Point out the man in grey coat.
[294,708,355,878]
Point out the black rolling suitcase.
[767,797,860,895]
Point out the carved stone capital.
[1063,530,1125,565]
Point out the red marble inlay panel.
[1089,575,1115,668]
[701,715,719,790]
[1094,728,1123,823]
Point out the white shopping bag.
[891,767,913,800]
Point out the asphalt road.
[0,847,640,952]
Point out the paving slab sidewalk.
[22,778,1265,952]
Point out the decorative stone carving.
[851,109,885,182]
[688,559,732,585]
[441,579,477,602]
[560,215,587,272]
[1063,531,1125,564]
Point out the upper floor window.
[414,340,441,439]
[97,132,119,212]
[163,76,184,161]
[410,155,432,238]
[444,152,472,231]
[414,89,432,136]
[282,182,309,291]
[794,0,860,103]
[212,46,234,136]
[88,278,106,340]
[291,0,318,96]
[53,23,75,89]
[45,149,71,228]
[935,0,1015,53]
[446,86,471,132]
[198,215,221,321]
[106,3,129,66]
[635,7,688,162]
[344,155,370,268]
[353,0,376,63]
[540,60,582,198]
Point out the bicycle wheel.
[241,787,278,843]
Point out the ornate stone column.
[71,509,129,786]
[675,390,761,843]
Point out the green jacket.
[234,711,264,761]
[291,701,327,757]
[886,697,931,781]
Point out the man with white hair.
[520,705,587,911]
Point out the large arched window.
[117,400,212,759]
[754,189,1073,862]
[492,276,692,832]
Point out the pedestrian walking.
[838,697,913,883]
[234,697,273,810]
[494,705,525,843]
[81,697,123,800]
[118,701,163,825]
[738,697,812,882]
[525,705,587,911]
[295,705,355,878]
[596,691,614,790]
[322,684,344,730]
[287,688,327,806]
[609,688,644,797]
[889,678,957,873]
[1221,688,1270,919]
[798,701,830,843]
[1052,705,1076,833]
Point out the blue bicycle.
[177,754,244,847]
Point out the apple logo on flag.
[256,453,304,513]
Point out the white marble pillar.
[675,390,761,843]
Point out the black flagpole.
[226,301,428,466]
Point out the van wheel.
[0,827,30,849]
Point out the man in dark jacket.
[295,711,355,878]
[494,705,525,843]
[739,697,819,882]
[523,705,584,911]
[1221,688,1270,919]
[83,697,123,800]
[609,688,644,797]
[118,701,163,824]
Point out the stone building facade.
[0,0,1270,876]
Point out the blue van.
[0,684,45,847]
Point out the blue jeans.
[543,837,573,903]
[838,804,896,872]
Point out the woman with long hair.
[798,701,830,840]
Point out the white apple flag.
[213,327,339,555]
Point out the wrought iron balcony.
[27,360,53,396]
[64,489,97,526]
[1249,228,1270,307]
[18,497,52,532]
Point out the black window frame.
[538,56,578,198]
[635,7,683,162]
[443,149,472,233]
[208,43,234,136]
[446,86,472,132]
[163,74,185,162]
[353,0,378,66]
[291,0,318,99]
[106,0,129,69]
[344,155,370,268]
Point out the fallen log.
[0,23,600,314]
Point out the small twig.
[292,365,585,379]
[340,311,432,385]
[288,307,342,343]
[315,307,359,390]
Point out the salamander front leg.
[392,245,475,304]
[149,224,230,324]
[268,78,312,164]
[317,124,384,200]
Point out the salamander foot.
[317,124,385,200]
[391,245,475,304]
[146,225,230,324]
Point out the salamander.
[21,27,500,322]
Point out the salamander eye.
━━━━━━━━━━━━━━━━━━━━
任务说明
修改以上全部条目，把其中的“salamander”一律换成“newt”，其余内容保持不变。

任务输出
Point out the man in grey coat.
[294,708,355,878]
Point out the black rolling suitcase.
[767,797,860,895]
Point out the carved stone capital.
[1063,530,1125,565]
Point out the red marble inlay panel.
[1089,575,1115,668]
[701,715,719,790]
[1094,728,1123,823]
Point out the white shopping bag.
[891,767,913,800]
Point out the asphalt road.
[0,847,640,952]
Point out the paving slab sidewalk.
[22,778,1265,952]
Point out the decorative stone carving.
[851,109,885,182]
[688,559,732,585]
[441,579,477,602]
[560,215,587,272]
[1063,531,1125,564]
Point out the upper floor window.
[414,340,441,439]
[97,132,119,212]
[163,76,184,161]
[410,155,432,238]
[444,152,472,231]
[414,89,432,136]
[282,182,309,291]
[794,0,860,103]
[212,46,234,136]
[88,278,106,340]
[291,0,318,96]
[53,23,75,89]
[45,149,71,228]
[935,0,1015,53]
[446,86,471,132]
[198,215,221,321]
[106,3,129,66]
[635,7,688,162]
[344,155,370,268]
[353,0,376,63]
[540,60,582,198]
Point out the bicycle wheel.
[241,787,278,843]
Point out the ornate stone column.
[71,509,129,786]
[675,390,761,843]
Point out the green jacket.
[234,711,264,761]
[291,701,327,757]
[886,697,931,781]
Point out the man with white hair.
[520,705,587,911]
Point out the large arched window.
[117,400,212,759]
[754,189,1073,862]
[492,276,692,832]
Point out the pedestrian walking.
[838,697,913,883]
[234,697,273,810]
[494,705,525,843]
[81,697,123,800]
[118,701,163,825]
[738,697,812,882]
[525,705,587,911]
[295,705,355,878]
[596,691,614,790]
[322,684,344,730]
[287,688,327,806]
[609,688,644,797]
[889,678,957,873]
[1221,688,1270,919]
[798,701,830,843]
[1052,705,1076,833]
Point out the blue bicycle.
[177,754,244,847]
Point out the apple logo on flag.
[256,453,304,513]
Point out the white marble pillar.
[675,390,761,843]
Point out the black flagpole.
[226,301,428,466]
Point out the van wheel.
[0,827,30,849]
Point out the man in dark jacket.
[295,711,355,878]
[494,705,525,843]
[739,697,819,882]
[523,705,584,911]
[1221,688,1270,919]
[83,697,123,800]
[609,688,644,797]
[118,701,163,824]
Point out the stone building facade.
[0,0,1270,876]
Point out the blue van.
[0,684,45,847]
Point out the blue jeans.
[543,837,573,903]
[838,804,896,872]
Point out the woman with long hair.
[798,701,830,840]
Point out the white apple flag.
[213,327,339,555]
Point out the wrought iron balcony.
[27,360,53,396]
[64,489,97,526]
[1249,228,1270,307]
[18,497,52,532]
Point out the black window frame.
[538,56,578,198]
[635,7,683,162]
[443,149,472,233]
[208,43,234,136]
[446,86,472,132]
[163,74,185,162]
[353,0,378,66]
[291,0,318,99]
[106,0,129,69]
[344,155,370,268]
Point out the fallen log.
[0,23,600,314]
Point out the small twig.
[292,365,585,379]
[340,311,432,385]
[288,307,342,343]
[315,307,359,390]
Point out the newt front leg.
[392,245,475,304]
[149,224,230,324]
[268,78,312,164]
[317,124,384,200]
Point out the newt foot.
[317,124,385,200]
[391,245,475,304]
[146,225,230,324]
Point out the newt.
[21,27,500,322]
Point out the newt eye.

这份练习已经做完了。